Work instruction
Nothing but the line with "Phrase: gray rock" and the lines after it should appear, each retyped exactly as in the listing.

***** Recorded information

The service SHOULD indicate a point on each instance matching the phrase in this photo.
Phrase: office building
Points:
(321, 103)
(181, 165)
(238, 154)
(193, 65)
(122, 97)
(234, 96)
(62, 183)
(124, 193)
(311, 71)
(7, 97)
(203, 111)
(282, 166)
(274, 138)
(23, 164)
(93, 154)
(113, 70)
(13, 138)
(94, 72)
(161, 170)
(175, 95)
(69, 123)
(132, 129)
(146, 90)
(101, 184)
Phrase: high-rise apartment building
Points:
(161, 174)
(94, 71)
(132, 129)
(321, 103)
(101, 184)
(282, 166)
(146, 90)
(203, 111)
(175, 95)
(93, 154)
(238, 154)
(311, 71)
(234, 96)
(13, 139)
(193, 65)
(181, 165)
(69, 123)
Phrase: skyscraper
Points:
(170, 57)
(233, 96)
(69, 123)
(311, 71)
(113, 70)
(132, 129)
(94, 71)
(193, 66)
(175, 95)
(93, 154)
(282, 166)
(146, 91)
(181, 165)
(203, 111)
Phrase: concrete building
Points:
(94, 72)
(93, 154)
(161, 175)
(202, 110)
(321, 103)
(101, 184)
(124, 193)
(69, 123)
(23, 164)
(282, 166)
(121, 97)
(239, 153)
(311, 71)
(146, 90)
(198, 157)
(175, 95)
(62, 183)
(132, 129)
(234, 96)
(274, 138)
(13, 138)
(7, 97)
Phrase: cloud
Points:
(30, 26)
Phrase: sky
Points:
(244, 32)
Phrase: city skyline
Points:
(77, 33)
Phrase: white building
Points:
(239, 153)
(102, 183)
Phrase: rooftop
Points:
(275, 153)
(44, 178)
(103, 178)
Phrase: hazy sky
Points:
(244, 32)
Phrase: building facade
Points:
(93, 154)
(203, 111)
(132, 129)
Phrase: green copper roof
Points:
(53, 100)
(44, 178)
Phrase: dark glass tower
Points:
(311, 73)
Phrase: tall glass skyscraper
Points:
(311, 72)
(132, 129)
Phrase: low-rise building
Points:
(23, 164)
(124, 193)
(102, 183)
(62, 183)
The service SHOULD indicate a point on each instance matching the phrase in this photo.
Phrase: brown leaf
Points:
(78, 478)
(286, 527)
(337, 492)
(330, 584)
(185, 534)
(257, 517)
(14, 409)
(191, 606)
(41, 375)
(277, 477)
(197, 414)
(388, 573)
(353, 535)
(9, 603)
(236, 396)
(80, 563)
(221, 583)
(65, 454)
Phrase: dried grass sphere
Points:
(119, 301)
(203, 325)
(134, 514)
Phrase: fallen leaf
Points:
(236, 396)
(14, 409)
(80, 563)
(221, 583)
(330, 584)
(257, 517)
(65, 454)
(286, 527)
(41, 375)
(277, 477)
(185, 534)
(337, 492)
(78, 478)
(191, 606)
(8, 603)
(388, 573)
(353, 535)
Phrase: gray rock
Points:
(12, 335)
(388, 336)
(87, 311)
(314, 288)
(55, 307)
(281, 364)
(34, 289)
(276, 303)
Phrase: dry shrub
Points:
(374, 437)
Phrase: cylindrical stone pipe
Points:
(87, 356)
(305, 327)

**********

Solved problem
Phrase: gray rock
Points:
(12, 335)
(388, 336)
(87, 311)
(314, 288)
(55, 307)
(281, 364)
(34, 289)
(276, 303)
Phrase: dry shrub
Points:
(374, 437)
Phrase: cylindrical stone pipe
Points:
(87, 356)
(305, 327)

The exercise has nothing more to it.